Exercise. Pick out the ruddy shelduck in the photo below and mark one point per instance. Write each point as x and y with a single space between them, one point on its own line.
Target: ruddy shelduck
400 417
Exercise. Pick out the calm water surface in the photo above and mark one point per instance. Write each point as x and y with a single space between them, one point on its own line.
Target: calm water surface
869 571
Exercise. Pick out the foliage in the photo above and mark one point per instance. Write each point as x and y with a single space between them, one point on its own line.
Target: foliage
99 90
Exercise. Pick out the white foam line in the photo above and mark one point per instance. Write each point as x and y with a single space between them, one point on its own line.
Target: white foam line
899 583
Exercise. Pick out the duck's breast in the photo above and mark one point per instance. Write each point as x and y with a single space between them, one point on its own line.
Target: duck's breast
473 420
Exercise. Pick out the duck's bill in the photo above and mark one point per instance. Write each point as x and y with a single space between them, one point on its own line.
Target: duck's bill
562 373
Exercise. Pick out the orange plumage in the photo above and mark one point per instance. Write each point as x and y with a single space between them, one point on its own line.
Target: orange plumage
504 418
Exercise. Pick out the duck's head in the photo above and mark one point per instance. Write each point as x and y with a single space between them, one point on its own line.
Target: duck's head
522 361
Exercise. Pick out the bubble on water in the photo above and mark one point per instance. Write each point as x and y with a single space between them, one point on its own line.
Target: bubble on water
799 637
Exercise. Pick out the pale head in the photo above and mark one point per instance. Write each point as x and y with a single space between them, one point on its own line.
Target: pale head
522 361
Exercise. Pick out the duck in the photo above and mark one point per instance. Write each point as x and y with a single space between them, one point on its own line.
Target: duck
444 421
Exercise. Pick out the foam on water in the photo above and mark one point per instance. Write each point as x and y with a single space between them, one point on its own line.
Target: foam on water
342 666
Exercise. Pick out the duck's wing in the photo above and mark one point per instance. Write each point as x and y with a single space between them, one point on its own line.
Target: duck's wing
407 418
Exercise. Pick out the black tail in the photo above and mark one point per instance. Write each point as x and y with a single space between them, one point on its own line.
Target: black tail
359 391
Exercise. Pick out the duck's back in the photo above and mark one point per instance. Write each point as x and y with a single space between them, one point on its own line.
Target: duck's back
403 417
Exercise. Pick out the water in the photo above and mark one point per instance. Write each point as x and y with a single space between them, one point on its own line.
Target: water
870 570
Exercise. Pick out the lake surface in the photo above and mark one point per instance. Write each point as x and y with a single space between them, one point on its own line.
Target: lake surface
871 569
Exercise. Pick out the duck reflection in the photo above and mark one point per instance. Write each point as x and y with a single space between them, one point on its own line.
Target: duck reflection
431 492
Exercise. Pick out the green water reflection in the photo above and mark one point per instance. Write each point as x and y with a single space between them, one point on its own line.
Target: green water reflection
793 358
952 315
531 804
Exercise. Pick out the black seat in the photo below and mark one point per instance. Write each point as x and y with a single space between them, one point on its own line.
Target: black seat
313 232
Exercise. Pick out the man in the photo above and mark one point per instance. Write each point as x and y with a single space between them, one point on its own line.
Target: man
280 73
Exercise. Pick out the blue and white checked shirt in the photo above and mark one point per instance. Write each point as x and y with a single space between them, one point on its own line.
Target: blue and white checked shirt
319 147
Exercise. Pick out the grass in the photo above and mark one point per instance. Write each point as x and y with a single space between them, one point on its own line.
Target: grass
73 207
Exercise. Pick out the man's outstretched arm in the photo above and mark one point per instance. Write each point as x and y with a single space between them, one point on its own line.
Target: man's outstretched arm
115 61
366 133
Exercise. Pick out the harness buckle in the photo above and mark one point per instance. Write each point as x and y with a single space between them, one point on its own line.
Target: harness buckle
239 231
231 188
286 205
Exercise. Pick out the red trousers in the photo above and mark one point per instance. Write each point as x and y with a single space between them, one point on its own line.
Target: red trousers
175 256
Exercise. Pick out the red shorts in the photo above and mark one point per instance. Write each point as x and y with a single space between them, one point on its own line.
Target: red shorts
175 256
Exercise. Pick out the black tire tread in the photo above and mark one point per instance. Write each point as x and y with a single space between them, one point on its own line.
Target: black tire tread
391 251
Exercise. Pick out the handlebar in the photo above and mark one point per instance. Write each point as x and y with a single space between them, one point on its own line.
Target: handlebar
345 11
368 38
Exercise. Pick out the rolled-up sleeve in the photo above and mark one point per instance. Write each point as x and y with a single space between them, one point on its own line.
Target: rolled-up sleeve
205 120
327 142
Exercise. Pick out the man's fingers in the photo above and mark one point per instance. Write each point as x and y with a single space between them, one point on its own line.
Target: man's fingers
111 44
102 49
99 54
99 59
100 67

AIM OF THE TASK: In full and without error, transcribe the listing.

ANSWER TO THE EXERCISE:
Exercise. Pick out the ruddy shelduck in the photo below and mark one point per instance. Write each point as x and y with a single space between them, one point on its own line.
Target: ruddy shelduck
400 417
Exercise. Pick out the calm water surface in the photo above and mark one point per instance. Write each point as x and y with a single space between them, one point on its own line.
Target: calm water surface
869 571
Exercise. Pick out the foliage in the photo above and mark one point per instance. Write each point as x and y with a single space between them, one point on its own line.
Target: foliage
99 90
Exercise. Pick out the white foam line in the photo above and mark one point per instance. Write each point as x and y with a single space between them, one point on its own line.
Target: white foam line
899 583
Exercise. Pick out the duck's breast in the photo above and mark one point per instance. Write each point as x and y with a single space between them, one point on its own line.
Target: duck's breast
473 420
Exercise. Pick out the duck's bill in the photo above and mark one point per instance. Write each point as x and y with a single space between them, one point on its own line.
Target: duck's bill
562 373
Exercise. Pick out the orange plumage in the photo above and mark one point per instance. Write each point as x and y with a single space between them, one point on its own line.
Target: orange plumage
504 418
Exercise. Pick out the duck's head in the photo above and mark one point per instance. Write each point as x and y with a single space between them, one point on its own line.
Target: duck's head
522 361
Exercise. Pick out the bubble on water in the photo above and mark one point per instance. Write each point as x and y with a single space between them, one point on its own line.
Target: bubble on water
799 637
Exercise. Pick out the pale head in the photo above and mark one point per instance. Write each point as x and y with a single space between them, one point on its own line.
Target: pale head
522 361
Exercise. Pick out the duck in the photo above and mark one point per instance. Write each point as x and y with a single space between them, one point on its own line.
Target: duck
444 421
Exercise. Pick out the foam on water in the photo above and mark one point per instance. Write each point as x and y with a single space between them, one point on its own line.
Target: foam on water
342 666
Exercise. Pick out the duck's wing in the photo above and mark one point per instance. Write each point as x and y with a single space between them, one point on its own line.
Target: duck's wing
407 418
Exercise. Pick out the black tail in the photo above and mark one point per instance. Write each point as x and y with a single space between them, one point on its own line.
Target: black tail
359 391
Exercise. Pick out the duck's back in the photo above and mark one point per instance. Write each point as x and y with a single space between them, one point on its own line.
Target: duck's back
403 417
Exercise. Pick out the water in the photo above and mark one point per instance. Write each point as x and y with a single space between them, one point on its own line.
Target: water
870 570
Exercise. Pick out the lake surface in the photo above and mark one point per instance. Write each point as x and y with a single space between them, one point on its own line.
Target: lake surface
871 569
Exercise. Pick out the duck reflection in the photo above and mark one point per instance. Write each point as x and y with a single space between them, one point on its own line.
Target: duck reflection
431 492
Exercise. Pick out the green water reflection in the photo above and mark one point per instance. Write each point as x and y with a single space between them, one point on its own line.
Target: green water reflection
793 358
952 315
531 804
Exercise. Pick out the black seat in the photo below and mark one point per instance. Write each point as x and y with a single space between them, one point on its own line.
Target: black seat
313 232
Exercise. Pick out the man in the photo above and mark one point per instance. Write each point as x and y with a single space between them, one point on its own line.
Target: man
280 73
Exercise. Pick out the blue and white checked shirt in the photo above and mark one point per instance. Write each point as x and y with a single space between them, one point on its own line.
Target: blue and white checked shirt
319 147
Exercise. Pick out the grass in the photo above and mark one point per instance. Write each point as x and y with a single space between them, one point on its own line.
Target: grass
73 207
Exercise. Pick out the man's outstretched arm in the photo above and mark one point per instance. Write each point as x and y with a single space between them, one point on its own line.
Target: man's outstretched arm
115 61
366 133
Exercise. Pick out the harness buckle in the photo above and mark one point per instance. Write each point as x and y with a single space between them, one point on its own line.
Target: harness buckle
239 231
231 188
286 205
Exercise. Pick out the red trousers in the photo above and mark one point per instance. Write each point as x and y with a single space between them, one point on its own line.
Target: red trousers
175 256
Exercise. Pick out the red shorts in the photo above and mark one point per instance. Write each point as x and y with a single space between them, one point on its own line.
Target: red shorts
175 256
Exercise. Pick out the black tire tread in the photo above and mark one point per instance. Write each point as x and y with a single space between them, one point on its own line.
Target: black tire tread
391 251
Exercise. Pick out the handlebar in the photo above and mark one point per instance. Write each point as x and y with a single space between them, one point on its own line.
Target: handlebar
345 11
368 38
Exercise. Pick out the rolled-up sleeve in the photo above and mark one point per instance. Write each point as x and y with a single space between them, one point on its own line.
Target: rolled-up sleeve
205 120
327 142
Exercise. Pick out the man's fingers in the photo above and mark one point per instance. Write each point as x and y with a single space between them, one point on its own line.
Target: man's fingers
111 44
102 49
99 54
99 59
100 67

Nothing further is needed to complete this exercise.